SET OF TASKS -
1. Translate this sentence from the du Maurier reading-list post into Spanish: "They marry and move into the great house known as Manderley."
2. Carry on writing the du Maurier reading-list post from its last sentence.

EXCERPTED PASSAGE -
Start of Block
December 23rd, 2009

Yuuko

The beginning

1. Rebecca Daphne du Maurier Rebecca
Summary: A young woman is on a sort of vacation with her employer. While her employer is sick, she befriends and falls in love with a wealthy, well-known man, Maxim DeWinter. They marry and move into the great house known as Manderley. Now she must overcome the pressures of filling in the former Mrs. DeWinter's shoes. Her death and the people who were close to Rebecca still haunt the house and the new Mrs. DeWinter. The narrator has trouble fitting in and no one seems willing to let her be herself, they keep expecting Rebecca. Soon enough, rumors and the past start to fit together to reveal who Rebecca was and what actually happened to her.
Review: I honestly love this book. It is the second time I've read this book but this was more a refresher for me since it has been years since I read it the first time. I love Du Maurier's dark style and the way this story turns from a simple love story to almost a haunting mystery.

2. Kiss Me Again, Stranger Daphne du Maurier Kiss
Summary: This is a book of short stories all written by du Maurier.
"Kiss Me Again, Stranger" is a story about a man that has his life shaken up when he meets a young woman working at the movies. They hang out one night for some time and he falls completely in love. After that night, he never sees her again.
"The Birds" takes place in a small town on the coast where a farmer and his family live. England becomes overrun with flocks of attacking birds. Everyone is in trouble and tries their best to survive.
End of Block
RECORD EXTRACTS -
Start of Block
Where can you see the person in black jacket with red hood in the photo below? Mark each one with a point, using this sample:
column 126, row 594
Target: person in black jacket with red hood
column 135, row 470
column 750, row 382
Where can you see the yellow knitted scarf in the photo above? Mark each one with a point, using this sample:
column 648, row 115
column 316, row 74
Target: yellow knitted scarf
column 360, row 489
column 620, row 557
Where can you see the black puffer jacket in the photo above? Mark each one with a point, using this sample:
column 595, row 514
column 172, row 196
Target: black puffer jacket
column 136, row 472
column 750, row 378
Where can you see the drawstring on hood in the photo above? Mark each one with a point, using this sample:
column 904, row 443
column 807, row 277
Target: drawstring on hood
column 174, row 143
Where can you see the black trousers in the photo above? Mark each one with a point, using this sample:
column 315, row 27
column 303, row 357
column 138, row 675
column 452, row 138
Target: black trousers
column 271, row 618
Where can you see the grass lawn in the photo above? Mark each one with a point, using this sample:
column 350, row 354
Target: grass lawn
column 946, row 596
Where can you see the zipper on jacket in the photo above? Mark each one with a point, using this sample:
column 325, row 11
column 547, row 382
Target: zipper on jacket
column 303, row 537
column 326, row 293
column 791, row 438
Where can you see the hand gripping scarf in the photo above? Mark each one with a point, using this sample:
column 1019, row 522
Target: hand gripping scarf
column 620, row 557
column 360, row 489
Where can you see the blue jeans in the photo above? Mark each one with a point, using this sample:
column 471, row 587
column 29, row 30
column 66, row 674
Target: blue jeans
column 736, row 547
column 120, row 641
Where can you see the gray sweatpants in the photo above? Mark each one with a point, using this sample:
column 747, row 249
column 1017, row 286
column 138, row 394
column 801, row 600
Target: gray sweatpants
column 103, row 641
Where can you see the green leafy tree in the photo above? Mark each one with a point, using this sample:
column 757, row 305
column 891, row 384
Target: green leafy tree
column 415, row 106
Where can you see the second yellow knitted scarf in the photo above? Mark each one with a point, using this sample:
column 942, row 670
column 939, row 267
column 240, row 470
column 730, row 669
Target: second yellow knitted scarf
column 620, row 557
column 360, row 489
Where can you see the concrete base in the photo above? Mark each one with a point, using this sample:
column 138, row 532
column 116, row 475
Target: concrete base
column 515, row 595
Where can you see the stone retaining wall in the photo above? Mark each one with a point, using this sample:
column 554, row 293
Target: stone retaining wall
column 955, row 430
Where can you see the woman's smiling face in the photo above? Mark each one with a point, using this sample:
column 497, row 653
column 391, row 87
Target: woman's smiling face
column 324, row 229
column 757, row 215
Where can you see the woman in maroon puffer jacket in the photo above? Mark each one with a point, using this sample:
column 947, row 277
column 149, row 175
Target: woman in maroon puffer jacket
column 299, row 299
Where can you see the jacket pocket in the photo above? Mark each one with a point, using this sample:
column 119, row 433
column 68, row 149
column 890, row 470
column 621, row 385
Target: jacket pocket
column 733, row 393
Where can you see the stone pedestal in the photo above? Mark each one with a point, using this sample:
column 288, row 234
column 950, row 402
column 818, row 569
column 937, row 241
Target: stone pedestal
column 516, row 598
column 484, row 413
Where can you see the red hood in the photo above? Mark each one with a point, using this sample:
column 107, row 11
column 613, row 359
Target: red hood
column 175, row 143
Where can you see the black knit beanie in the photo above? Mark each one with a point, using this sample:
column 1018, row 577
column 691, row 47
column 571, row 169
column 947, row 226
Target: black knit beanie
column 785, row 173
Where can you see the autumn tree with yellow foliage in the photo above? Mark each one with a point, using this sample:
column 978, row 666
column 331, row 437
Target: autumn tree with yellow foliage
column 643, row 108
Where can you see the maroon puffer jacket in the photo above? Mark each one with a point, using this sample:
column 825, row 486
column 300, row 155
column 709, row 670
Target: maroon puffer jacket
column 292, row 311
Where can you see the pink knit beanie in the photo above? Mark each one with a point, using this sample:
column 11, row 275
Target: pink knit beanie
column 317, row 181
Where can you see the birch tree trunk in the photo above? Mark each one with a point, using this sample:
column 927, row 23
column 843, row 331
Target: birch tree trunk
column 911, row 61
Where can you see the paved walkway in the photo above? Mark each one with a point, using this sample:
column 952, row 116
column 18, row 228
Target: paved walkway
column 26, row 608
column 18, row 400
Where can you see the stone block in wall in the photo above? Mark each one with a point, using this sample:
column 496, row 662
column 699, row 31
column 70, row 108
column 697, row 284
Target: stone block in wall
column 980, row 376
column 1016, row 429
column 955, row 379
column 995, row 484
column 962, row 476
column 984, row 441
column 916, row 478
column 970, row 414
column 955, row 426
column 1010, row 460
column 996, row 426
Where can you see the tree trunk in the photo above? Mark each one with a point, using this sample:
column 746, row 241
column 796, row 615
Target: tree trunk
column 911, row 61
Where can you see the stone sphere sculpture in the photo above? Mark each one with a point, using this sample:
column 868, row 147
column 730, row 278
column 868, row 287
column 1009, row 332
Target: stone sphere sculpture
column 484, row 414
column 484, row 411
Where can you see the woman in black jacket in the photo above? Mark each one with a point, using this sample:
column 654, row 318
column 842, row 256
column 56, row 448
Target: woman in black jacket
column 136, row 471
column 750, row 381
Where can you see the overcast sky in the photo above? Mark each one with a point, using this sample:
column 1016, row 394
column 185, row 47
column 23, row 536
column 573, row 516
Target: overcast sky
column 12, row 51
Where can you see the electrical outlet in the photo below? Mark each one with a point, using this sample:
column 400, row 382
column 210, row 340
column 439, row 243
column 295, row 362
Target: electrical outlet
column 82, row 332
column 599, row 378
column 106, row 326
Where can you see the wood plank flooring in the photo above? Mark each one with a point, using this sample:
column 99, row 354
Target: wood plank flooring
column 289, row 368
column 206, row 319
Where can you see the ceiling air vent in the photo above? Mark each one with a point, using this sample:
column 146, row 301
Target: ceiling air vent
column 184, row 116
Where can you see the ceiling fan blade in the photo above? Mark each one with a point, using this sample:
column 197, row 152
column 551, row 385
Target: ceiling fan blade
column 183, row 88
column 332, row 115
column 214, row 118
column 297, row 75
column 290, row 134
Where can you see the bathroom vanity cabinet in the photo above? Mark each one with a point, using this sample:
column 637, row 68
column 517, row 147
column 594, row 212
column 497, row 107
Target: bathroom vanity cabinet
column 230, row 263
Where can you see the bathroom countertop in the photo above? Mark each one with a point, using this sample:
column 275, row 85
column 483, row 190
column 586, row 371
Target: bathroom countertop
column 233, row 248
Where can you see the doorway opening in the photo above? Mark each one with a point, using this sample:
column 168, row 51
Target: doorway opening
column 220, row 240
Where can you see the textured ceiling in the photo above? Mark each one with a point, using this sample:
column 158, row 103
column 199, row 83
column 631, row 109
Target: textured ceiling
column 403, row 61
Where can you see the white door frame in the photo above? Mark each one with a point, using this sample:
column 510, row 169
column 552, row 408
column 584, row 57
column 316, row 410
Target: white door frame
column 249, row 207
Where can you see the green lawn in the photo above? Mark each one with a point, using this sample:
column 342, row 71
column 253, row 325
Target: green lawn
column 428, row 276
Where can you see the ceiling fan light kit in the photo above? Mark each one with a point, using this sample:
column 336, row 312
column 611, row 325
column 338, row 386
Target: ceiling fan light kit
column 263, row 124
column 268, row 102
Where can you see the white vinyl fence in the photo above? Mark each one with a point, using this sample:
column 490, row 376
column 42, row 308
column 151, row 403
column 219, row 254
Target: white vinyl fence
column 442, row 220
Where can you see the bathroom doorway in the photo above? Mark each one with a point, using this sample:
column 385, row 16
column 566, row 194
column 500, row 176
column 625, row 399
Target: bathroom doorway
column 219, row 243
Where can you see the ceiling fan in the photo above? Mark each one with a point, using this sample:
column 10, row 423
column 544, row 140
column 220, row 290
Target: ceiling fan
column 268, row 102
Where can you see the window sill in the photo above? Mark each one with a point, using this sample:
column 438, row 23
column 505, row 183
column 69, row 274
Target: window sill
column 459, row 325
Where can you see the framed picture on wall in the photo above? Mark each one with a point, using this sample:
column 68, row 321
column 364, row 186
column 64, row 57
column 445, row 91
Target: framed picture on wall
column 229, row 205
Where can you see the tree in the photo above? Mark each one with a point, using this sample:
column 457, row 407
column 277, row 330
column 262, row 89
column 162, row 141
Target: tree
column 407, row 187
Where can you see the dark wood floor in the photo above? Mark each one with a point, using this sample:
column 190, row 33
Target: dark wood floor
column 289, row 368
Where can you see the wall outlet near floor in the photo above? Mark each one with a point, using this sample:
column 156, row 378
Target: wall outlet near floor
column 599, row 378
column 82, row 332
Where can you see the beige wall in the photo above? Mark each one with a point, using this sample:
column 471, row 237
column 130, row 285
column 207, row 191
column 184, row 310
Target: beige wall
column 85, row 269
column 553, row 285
End of Block
ANSWERS BY TASK -
1. Se casan y se mudan a la gran casa conocida como Manderley.

2.
"The Little Photographer" is about an upper class French woman on vacation with her children. She meets a young photographer and falls in lust with him almost. They meet in secret for a while. Eventually she tires of the relationship and tries to break it off.
"Monte Verita" is the longest of them all and about a man and his friend who are both mountain climbers. His friend, Victor, meets a woman, Anna, and falls madly in love. She is a peculiar sort of woman but neither man really takes note of that. On a trip Anna and Victor climb Monte Verita. They stop in a small village and during the night Anna goes missing only never to be seen again. Victor has trouble coping that she now lives with a tribe of people who live higher up on the mountain. The narrator wishes to help his friend whose life is falling apart and possibly gain something for himself.
"The Apple Tree" is about an older man who has been widowed. He notices an apple tree outside of his house and no longer wishes to get rid of it but a lot of events occur that bring about old memories and delay his action to get rid of the tree.
"The Old Man" is one of the shortest where the narrator sees a family that is very different than any other in the neighborhood. He pays close attention to them and notices the father's in control. He never meets them but he watches them quite often. His constant watching leads to a gruesome discovery.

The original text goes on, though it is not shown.